Convert every line of the entries below into a JSON list of strings, one string per line, leaving out blank lines.

-- begin Data supplied --

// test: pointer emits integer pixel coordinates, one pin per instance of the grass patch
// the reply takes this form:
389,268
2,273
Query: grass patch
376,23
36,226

-- end Data supplied --

Exercise response
[
  "// test: pointer emits integer pixel coordinates, one pin per instance of the grass patch",
  "// the reply takes this form:",
  "389,268",
  "2,273",
  "Query: grass patch",
  "376,23",
  "36,226"
]